* [Consigne]:
Répondez d'après le texte choisi :
1. Quelle station de métro le texte mentionne-t-il ?
2. Que peut-on lire sur le panneau en carton ?
3. De quel manque le texte fait-il état ?

* [Texte choisi]:
━━━━━━
La marginalisation sociale par l’accumulation maximale du capital.

Margaux Thomas | Le Délit

En descendant à la station de métro McGill tous les jours, je croise une ou plusieurs personnes, celles que la société nomme « sans-abri ». Elles sont couchées par terre, courbées dans leur manteau et luttant contre le froid. Une coupe dans laquelle les gens déposent quelques pièces de monnaie se trouve à leurs pieds. À côté, un panneau en carton sur lequel les passants peuvent lire « Tout peut aider : nourriture, vêtements, couverture, etc. »

L’idée d’écrire cet article m’est venue non pas parce que je crois au socialisme, mais parce que le fait que ces gens soient appelés des sans-abris me paraissait incohérent. Le Canada est un pays riche ; Montréal est l’une des grandes villes du Canada ; bien plus encore, il y a aussi le manque de main‑d’œuvre. Par conséquent, je me questionne sur deux choses dans cet article : la prévalence de l’efficacité d’une économie de marché au détriment du bien-être de la société et le fait de marchander les valeurs morales de la société, seulement si l’échange nous procure un gain matériel.
━━━━━━
* [Données extraites]:
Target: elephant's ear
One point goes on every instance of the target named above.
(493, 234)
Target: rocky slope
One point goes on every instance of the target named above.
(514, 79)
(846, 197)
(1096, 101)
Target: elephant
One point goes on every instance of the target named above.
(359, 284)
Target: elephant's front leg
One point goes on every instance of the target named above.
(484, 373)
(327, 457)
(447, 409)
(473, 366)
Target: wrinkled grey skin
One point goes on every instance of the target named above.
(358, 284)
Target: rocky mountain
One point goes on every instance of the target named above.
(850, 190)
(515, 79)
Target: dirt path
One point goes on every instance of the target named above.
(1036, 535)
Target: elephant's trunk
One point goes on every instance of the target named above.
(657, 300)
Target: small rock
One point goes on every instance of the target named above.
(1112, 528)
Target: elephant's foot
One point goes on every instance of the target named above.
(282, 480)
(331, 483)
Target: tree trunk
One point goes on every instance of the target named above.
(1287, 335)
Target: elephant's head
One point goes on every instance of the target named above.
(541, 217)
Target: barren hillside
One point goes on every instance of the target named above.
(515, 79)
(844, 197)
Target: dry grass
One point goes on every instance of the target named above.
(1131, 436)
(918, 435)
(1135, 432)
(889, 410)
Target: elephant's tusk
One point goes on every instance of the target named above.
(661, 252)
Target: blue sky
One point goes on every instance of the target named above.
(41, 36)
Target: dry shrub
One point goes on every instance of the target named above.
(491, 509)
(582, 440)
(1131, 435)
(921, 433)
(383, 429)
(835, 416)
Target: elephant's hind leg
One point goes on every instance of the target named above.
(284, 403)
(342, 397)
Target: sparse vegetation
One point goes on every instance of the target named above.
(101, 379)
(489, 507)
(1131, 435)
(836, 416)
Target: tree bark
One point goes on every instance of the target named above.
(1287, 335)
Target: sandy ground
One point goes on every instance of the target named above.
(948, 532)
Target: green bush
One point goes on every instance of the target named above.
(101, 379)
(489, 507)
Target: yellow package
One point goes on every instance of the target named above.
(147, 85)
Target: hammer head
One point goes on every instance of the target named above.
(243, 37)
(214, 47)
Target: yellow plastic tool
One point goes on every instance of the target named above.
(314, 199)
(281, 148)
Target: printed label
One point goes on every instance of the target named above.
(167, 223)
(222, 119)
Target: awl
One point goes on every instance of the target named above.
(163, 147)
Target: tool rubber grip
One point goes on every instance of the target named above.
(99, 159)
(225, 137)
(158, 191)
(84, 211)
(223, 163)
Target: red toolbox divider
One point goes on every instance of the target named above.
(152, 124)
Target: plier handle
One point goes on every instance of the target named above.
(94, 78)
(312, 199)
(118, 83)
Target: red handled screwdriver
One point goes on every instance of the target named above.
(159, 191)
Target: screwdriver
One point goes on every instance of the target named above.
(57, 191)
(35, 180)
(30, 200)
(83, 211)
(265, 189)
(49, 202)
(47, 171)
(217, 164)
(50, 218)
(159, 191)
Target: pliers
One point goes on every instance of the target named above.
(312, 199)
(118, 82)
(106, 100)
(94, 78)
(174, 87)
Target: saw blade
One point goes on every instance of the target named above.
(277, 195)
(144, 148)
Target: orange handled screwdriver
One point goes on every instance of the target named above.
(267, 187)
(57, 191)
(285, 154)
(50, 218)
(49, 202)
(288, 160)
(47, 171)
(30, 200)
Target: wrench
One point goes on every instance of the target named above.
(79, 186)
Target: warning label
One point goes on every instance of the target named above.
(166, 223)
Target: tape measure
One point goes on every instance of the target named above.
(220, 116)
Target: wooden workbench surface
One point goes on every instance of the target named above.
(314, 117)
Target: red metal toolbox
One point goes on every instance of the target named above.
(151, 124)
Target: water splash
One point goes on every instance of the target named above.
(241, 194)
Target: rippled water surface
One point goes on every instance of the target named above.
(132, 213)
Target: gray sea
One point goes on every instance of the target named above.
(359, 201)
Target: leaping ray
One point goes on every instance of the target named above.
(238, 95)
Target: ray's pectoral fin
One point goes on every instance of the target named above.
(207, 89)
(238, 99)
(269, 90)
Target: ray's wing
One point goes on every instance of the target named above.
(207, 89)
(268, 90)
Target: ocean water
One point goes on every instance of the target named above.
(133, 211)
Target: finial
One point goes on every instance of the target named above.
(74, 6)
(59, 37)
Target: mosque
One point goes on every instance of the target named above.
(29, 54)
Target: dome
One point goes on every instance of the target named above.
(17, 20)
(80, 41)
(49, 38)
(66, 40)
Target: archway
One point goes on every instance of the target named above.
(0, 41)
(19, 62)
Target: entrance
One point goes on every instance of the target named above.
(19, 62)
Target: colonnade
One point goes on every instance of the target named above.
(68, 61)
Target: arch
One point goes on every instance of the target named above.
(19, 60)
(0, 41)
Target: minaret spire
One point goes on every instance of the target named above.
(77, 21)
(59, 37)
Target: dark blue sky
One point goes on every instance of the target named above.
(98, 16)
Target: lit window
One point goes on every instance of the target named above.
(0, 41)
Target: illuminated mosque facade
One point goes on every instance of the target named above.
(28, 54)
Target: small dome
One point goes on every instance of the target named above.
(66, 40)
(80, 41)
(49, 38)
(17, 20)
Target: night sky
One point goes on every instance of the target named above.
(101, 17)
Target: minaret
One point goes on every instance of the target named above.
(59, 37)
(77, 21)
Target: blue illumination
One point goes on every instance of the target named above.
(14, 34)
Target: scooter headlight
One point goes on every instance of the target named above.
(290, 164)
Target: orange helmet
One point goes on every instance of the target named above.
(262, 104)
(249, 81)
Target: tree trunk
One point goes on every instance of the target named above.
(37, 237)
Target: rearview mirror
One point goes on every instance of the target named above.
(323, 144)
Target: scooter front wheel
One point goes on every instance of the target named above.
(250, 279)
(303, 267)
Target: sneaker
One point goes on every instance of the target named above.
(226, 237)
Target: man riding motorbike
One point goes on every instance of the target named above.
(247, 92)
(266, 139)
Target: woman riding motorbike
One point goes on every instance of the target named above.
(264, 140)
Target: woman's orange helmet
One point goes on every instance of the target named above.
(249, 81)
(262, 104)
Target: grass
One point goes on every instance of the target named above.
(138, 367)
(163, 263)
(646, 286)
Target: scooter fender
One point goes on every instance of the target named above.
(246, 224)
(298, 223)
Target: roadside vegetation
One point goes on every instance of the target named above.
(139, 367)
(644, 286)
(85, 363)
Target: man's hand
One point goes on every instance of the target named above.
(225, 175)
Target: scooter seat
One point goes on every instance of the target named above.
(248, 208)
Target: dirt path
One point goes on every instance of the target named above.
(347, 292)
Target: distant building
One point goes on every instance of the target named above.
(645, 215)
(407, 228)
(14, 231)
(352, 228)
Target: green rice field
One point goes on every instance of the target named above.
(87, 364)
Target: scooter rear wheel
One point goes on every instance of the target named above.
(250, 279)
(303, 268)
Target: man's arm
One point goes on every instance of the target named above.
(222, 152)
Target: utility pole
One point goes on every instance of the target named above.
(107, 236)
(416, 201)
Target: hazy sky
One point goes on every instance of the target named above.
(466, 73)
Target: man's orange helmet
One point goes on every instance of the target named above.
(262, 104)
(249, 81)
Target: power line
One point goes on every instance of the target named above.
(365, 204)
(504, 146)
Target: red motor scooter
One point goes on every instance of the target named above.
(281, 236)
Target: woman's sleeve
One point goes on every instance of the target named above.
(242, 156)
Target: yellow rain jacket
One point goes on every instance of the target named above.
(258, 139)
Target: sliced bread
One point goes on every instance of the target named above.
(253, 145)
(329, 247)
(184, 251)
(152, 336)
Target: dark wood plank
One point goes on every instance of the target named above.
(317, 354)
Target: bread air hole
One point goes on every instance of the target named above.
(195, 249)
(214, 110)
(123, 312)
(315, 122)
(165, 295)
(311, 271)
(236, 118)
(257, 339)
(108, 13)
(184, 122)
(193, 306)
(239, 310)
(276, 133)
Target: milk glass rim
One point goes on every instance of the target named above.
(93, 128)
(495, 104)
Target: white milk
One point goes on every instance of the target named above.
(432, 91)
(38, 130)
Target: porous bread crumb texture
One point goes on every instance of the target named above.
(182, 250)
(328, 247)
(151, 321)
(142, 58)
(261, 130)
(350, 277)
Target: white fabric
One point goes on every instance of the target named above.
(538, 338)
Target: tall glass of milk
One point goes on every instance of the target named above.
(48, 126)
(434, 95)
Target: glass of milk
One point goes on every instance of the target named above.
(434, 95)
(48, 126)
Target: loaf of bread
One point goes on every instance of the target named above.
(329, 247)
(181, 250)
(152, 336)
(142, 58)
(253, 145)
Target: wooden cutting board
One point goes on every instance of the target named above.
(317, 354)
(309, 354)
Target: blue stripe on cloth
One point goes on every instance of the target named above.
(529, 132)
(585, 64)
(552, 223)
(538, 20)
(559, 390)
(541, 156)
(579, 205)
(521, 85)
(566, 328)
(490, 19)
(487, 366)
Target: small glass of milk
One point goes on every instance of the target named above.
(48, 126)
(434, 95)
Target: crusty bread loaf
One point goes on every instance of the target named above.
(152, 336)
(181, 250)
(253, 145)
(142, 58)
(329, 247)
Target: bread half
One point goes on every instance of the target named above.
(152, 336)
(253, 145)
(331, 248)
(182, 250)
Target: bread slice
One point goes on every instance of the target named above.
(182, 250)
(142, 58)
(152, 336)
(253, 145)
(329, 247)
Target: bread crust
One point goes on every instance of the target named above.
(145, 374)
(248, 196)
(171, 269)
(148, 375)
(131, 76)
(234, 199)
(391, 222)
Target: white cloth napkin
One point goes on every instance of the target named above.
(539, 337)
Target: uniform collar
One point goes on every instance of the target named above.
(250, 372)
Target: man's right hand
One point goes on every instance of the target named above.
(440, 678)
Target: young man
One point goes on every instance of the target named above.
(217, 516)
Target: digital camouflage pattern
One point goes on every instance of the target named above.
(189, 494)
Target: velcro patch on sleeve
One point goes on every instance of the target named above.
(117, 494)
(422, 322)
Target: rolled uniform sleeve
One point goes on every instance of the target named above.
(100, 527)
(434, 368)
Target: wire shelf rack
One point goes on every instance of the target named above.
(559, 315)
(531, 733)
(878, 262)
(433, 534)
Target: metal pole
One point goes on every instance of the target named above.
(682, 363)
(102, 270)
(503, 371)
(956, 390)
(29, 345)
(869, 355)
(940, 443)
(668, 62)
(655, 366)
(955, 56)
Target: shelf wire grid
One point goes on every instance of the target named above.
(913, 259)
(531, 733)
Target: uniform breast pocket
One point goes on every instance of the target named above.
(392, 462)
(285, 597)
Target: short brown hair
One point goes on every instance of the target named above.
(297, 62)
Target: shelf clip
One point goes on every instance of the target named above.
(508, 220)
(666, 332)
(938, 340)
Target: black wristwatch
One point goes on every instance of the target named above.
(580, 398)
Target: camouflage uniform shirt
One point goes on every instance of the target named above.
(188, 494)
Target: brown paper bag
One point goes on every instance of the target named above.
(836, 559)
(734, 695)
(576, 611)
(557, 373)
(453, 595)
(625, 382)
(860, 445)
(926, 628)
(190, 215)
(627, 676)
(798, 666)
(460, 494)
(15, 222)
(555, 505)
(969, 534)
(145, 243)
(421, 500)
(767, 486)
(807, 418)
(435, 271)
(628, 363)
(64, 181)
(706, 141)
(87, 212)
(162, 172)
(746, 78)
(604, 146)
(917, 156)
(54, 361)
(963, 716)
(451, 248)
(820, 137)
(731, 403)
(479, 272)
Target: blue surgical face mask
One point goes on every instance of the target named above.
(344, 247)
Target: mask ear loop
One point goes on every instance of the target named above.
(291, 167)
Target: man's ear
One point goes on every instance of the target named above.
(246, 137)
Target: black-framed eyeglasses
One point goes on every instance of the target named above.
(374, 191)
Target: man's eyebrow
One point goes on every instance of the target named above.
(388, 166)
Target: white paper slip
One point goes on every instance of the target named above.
━━━━━━
* [Corrigé]:
1. La station McGill.
2. « Tout peut aider : nourriture, vêtements, couverture, etc. »
3. Le manque de main‑d'œuvre.